>>>>
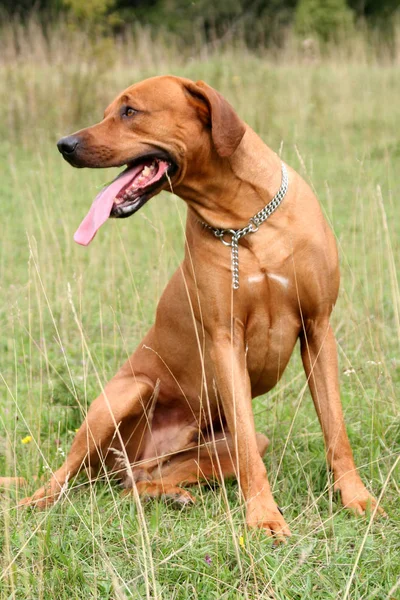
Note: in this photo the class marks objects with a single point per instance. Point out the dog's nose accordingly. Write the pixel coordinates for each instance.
(68, 144)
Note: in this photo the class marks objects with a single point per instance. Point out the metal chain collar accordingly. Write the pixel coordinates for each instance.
(252, 227)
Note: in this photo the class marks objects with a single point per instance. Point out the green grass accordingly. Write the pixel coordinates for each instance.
(337, 123)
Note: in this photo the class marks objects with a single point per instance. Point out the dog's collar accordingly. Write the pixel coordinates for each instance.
(252, 227)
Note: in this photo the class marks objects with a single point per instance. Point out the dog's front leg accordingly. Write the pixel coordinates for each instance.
(125, 396)
(318, 351)
(233, 382)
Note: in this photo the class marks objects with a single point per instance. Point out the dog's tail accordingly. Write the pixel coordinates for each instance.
(17, 482)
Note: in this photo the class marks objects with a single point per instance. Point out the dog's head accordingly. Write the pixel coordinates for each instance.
(163, 129)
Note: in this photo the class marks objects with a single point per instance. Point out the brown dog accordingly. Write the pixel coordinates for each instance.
(180, 408)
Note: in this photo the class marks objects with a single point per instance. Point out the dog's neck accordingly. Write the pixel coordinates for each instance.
(237, 188)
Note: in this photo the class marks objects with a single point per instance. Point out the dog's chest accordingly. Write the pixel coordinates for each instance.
(272, 326)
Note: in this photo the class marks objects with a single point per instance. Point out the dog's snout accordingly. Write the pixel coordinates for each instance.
(67, 145)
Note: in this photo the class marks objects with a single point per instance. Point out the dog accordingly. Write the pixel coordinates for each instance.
(180, 409)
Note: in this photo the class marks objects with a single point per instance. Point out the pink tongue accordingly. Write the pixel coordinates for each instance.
(101, 207)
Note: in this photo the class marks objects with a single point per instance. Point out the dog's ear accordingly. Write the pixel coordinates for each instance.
(227, 129)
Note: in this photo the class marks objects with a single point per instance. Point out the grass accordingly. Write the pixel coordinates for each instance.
(334, 121)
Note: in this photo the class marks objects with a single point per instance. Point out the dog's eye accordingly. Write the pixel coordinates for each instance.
(128, 111)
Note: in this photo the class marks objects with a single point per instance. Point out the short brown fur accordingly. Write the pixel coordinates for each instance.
(212, 349)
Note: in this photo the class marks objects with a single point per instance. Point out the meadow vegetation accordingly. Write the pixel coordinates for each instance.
(70, 316)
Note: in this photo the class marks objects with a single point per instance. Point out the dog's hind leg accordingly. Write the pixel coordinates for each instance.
(126, 396)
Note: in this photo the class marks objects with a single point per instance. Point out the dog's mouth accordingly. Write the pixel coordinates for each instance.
(143, 178)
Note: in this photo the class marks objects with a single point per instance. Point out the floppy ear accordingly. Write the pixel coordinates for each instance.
(226, 128)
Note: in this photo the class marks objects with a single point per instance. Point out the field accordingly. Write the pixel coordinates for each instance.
(70, 316)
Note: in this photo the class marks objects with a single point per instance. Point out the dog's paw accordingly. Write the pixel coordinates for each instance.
(41, 499)
(268, 517)
(357, 499)
(147, 489)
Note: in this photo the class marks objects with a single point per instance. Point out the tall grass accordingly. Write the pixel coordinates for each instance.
(69, 316)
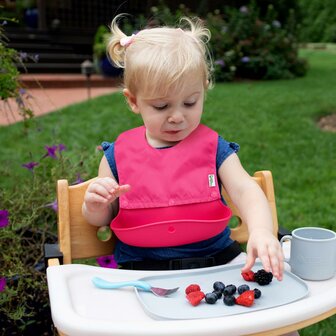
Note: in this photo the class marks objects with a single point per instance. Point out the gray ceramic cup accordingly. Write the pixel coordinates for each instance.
(312, 253)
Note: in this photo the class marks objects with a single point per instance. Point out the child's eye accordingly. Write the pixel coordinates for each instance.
(160, 107)
(189, 104)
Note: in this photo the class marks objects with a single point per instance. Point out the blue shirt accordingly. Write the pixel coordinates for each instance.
(124, 253)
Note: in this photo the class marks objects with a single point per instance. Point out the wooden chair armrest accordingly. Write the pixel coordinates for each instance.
(52, 255)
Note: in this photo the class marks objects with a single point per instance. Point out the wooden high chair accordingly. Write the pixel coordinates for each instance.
(78, 240)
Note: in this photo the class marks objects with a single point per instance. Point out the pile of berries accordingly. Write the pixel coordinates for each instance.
(231, 295)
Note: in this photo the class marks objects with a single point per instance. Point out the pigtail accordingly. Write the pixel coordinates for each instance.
(115, 51)
(196, 29)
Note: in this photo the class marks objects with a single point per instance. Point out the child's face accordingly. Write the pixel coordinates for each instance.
(172, 118)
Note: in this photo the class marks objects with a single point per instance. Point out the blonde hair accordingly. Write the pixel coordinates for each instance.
(155, 59)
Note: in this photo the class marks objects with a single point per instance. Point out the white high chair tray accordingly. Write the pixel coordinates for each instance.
(290, 289)
(78, 308)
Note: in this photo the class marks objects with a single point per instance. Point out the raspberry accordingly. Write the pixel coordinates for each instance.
(248, 276)
(218, 293)
(246, 299)
(192, 288)
(243, 288)
(195, 298)
(229, 300)
(257, 293)
(263, 278)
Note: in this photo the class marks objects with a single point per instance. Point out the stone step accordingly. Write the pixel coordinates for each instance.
(51, 80)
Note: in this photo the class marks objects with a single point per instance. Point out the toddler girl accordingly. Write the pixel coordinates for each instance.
(160, 183)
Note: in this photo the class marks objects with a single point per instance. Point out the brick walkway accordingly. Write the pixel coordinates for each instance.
(52, 92)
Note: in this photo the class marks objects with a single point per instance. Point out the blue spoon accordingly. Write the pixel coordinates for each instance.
(104, 284)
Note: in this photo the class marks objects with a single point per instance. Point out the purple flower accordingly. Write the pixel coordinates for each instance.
(243, 9)
(276, 24)
(51, 151)
(107, 261)
(220, 62)
(23, 56)
(4, 220)
(2, 284)
(30, 165)
(61, 147)
(53, 205)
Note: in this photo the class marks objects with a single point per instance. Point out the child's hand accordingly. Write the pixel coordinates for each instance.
(263, 244)
(102, 192)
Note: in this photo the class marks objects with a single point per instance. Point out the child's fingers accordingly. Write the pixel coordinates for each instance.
(250, 260)
(95, 198)
(117, 191)
(99, 189)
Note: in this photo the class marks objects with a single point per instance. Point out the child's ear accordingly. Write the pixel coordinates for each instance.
(131, 100)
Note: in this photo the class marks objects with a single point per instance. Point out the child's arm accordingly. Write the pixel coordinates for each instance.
(100, 201)
(254, 209)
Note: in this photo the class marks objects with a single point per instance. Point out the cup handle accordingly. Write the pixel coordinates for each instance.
(284, 238)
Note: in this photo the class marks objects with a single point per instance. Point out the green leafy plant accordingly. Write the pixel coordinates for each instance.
(27, 222)
(246, 46)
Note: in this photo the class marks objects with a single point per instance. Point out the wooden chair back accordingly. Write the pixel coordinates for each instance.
(78, 239)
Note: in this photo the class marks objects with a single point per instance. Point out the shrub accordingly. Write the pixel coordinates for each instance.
(27, 222)
(243, 44)
(246, 46)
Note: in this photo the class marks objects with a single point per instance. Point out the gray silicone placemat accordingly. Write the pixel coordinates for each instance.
(277, 293)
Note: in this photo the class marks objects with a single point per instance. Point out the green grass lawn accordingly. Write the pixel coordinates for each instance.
(274, 122)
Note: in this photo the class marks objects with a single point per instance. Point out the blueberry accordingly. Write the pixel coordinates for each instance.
(257, 293)
(243, 288)
(218, 293)
(211, 298)
(229, 300)
(229, 290)
(219, 286)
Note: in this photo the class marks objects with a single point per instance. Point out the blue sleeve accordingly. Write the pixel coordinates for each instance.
(224, 150)
(108, 148)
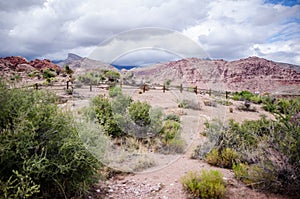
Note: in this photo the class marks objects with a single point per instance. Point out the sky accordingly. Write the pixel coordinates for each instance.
(223, 29)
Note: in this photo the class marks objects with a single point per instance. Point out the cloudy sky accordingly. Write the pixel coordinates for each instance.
(224, 29)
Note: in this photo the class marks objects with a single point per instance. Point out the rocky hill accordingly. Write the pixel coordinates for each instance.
(83, 63)
(20, 64)
(18, 68)
(253, 73)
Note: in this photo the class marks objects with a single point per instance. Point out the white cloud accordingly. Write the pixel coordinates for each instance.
(234, 28)
(225, 29)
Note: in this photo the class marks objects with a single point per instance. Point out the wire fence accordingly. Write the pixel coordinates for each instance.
(70, 87)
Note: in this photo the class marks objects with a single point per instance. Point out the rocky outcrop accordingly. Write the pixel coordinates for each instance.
(83, 63)
(18, 68)
(20, 64)
(253, 73)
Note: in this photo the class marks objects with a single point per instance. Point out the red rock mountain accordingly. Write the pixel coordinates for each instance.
(20, 64)
(253, 73)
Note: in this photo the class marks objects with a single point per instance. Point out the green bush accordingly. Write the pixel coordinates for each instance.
(224, 102)
(189, 104)
(48, 73)
(256, 176)
(139, 113)
(170, 130)
(114, 91)
(226, 158)
(173, 117)
(243, 95)
(102, 108)
(269, 150)
(90, 77)
(41, 155)
(208, 184)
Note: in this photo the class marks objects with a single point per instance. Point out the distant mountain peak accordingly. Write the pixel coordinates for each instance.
(73, 57)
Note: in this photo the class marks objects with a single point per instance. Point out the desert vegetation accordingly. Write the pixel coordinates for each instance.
(41, 154)
(264, 153)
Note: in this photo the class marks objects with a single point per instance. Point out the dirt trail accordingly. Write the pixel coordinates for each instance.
(163, 181)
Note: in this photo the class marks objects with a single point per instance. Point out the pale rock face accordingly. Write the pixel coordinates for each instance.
(253, 73)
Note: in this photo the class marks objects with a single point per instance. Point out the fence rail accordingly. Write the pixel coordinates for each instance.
(142, 87)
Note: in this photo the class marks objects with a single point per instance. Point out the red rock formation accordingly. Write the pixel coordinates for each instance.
(253, 73)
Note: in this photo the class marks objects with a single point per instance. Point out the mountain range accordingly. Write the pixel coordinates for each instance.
(253, 73)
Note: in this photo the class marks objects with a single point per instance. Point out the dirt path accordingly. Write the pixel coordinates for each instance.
(163, 181)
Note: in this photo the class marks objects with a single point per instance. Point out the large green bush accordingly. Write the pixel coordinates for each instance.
(102, 107)
(268, 152)
(139, 113)
(208, 184)
(41, 155)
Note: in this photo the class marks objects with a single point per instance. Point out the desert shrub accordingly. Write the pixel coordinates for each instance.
(114, 91)
(90, 77)
(103, 111)
(269, 104)
(173, 117)
(270, 149)
(68, 70)
(189, 104)
(226, 158)
(212, 103)
(243, 95)
(120, 103)
(112, 76)
(208, 184)
(257, 176)
(41, 154)
(246, 106)
(139, 113)
(170, 130)
(172, 141)
(224, 102)
(256, 99)
(48, 73)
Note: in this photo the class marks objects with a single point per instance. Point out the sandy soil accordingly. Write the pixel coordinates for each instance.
(163, 180)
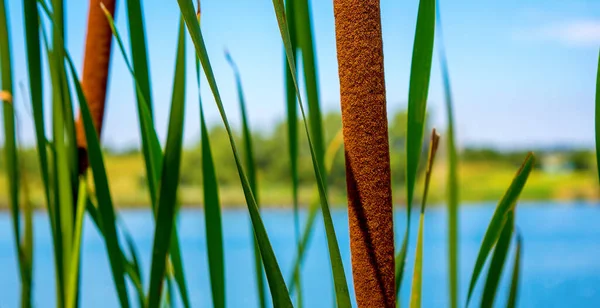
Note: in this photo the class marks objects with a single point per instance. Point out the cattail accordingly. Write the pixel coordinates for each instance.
(364, 118)
(95, 71)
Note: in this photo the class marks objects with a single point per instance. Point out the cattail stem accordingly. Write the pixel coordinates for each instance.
(95, 71)
(364, 118)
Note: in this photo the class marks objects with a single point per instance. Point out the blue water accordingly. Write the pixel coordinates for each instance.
(561, 256)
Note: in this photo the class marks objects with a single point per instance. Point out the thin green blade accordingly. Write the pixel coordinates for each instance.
(292, 130)
(279, 292)
(212, 208)
(506, 204)
(32, 38)
(251, 172)
(303, 37)
(497, 263)
(514, 285)
(153, 159)
(106, 208)
(73, 274)
(332, 149)
(598, 116)
(452, 197)
(420, 73)
(167, 198)
(417, 281)
(339, 277)
(139, 52)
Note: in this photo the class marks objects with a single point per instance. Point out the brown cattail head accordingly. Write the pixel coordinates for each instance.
(364, 118)
(95, 70)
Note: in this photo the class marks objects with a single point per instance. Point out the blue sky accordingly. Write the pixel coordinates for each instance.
(523, 72)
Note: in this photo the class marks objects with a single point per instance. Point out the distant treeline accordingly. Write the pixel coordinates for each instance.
(272, 158)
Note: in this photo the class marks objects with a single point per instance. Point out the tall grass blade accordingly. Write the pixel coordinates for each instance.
(420, 73)
(497, 263)
(32, 38)
(598, 117)
(332, 149)
(212, 208)
(26, 245)
(251, 172)
(504, 207)
(139, 52)
(73, 273)
(10, 146)
(167, 198)
(279, 292)
(514, 285)
(339, 277)
(292, 130)
(53, 211)
(105, 204)
(154, 159)
(132, 268)
(304, 39)
(452, 197)
(417, 282)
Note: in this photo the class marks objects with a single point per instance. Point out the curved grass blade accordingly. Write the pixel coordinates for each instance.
(504, 207)
(154, 161)
(32, 37)
(514, 285)
(415, 295)
(53, 213)
(598, 116)
(251, 172)
(212, 208)
(420, 73)
(279, 292)
(332, 149)
(73, 274)
(497, 263)
(453, 181)
(167, 198)
(292, 129)
(105, 204)
(339, 277)
(26, 243)
(10, 149)
(139, 52)
(304, 39)
(133, 268)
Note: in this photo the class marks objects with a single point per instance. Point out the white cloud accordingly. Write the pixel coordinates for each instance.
(573, 33)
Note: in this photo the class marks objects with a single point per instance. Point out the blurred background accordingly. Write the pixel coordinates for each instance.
(523, 77)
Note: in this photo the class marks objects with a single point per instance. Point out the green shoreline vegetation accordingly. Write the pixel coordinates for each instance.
(560, 174)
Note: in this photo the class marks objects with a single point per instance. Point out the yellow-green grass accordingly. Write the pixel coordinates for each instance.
(480, 181)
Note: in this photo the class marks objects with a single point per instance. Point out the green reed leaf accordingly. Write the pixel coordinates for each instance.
(452, 197)
(339, 277)
(598, 117)
(139, 52)
(417, 281)
(212, 208)
(167, 198)
(251, 172)
(279, 292)
(514, 285)
(504, 207)
(73, 273)
(420, 73)
(153, 158)
(497, 263)
(105, 204)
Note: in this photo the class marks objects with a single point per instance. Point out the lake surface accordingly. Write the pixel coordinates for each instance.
(561, 256)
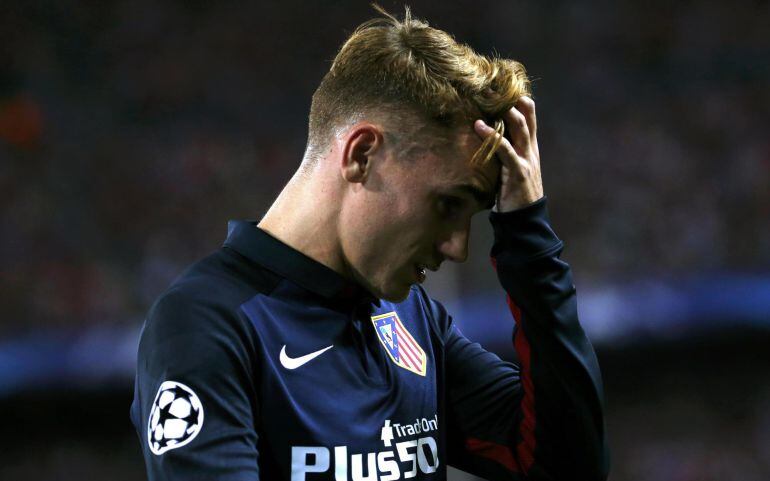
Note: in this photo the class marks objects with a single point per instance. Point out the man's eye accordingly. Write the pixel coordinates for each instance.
(450, 207)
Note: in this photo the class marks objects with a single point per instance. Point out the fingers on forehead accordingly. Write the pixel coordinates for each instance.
(526, 105)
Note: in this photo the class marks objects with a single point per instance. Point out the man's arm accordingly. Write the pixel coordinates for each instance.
(202, 348)
(542, 419)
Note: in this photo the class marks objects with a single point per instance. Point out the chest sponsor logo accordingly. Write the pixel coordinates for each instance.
(402, 348)
(408, 449)
(295, 362)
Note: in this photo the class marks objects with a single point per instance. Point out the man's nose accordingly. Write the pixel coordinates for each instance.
(455, 247)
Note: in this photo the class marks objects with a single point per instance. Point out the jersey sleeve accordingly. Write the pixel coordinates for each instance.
(542, 418)
(194, 399)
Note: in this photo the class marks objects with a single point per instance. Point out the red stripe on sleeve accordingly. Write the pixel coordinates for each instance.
(525, 450)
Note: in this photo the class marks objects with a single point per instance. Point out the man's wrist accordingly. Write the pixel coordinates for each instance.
(524, 233)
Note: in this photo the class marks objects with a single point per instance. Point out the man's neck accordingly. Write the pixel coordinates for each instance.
(301, 218)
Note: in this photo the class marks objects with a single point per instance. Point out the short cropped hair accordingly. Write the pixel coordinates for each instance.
(405, 68)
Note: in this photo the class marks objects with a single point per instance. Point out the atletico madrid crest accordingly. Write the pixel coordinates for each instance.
(399, 344)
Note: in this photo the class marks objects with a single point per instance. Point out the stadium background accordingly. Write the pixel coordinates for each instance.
(130, 131)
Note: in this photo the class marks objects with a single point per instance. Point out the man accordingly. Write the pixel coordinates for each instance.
(305, 348)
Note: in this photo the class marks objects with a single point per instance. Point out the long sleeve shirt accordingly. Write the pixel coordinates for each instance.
(261, 363)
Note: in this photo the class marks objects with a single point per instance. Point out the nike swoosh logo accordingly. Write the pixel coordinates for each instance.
(295, 362)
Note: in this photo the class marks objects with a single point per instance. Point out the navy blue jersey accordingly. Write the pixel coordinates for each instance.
(261, 363)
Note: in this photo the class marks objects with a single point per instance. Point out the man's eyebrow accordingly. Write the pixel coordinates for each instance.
(483, 197)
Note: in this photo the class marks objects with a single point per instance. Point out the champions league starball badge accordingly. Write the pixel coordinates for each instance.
(175, 419)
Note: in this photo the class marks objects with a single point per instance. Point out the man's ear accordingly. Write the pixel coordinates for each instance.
(361, 143)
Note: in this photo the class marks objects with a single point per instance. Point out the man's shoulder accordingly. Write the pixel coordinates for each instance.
(433, 311)
(208, 294)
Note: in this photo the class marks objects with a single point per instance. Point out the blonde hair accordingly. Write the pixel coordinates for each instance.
(407, 67)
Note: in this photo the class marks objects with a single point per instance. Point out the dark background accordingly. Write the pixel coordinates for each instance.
(131, 131)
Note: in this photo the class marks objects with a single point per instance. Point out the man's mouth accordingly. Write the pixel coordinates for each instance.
(420, 273)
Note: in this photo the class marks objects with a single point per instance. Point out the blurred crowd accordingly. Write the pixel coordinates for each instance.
(130, 131)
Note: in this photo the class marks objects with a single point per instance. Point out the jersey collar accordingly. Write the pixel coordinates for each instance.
(258, 246)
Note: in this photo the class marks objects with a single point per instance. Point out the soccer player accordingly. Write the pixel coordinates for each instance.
(306, 348)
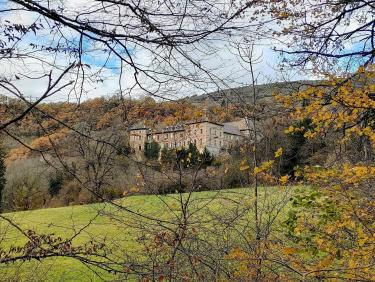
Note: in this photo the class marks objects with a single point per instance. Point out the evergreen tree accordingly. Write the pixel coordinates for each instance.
(2, 176)
(152, 150)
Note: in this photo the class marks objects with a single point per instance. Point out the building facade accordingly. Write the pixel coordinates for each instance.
(204, 134)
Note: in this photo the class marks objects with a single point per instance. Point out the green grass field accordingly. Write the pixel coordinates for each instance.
(117, 226)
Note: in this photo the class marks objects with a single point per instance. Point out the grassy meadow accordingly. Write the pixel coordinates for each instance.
(120, 229)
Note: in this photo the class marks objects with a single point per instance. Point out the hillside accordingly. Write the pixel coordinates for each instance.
(104, 221)
(244, 94)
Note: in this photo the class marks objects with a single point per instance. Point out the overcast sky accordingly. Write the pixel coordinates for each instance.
(223, 64)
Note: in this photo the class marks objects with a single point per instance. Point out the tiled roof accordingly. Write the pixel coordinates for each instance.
(230, 129)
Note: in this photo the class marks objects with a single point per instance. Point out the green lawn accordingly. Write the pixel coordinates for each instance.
(118, 226)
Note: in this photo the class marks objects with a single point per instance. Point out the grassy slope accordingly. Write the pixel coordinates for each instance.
(61, 220)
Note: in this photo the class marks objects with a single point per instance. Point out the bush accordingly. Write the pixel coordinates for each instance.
(27, 185)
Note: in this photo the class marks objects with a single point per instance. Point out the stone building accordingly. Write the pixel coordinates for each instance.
(204, 134)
<<<<
● **The exercise**:
Render the rows as a Markdown table with the columns Row and Text, starting at the line that contains "out the tiled" and continuing through the final row. Put each line's number in Row and the line in Text, and leave out any blank lines.

● **Result below**:
| Row | Text |
|---|---|
| 1 | Note: in this photo the class marks objects with a single point per instance. Point out the tiled roof accordingly. Write the pixel coordinates for each instance. |
| 2 | (230, 129) |
| 3 | Note: in this photo the class marks objects with a single point per instance. Point out the green lawn accordingly. Write the pixel coordinates for each instance. |
| 4 | (118, 226) |
| 5 | Note: in this photo the class marks objects with a single point per instance. Point out the grassy slope accordingly. Write the pixel coordinates for each instance. |
| 6 | (61, 220) |
| 7 | Note: in this photo the class marks objects with a single point per instance. Point out the bush accordingly. Write the pixel coordinates for each instance. |
| 8 | (27, 185) |
| 9 | Note: in this photo the class marks objects with a single point per instance. Point out the stone building accordingly. Write the pixel coordinates for each instance. |
| 10 | (204, 134) |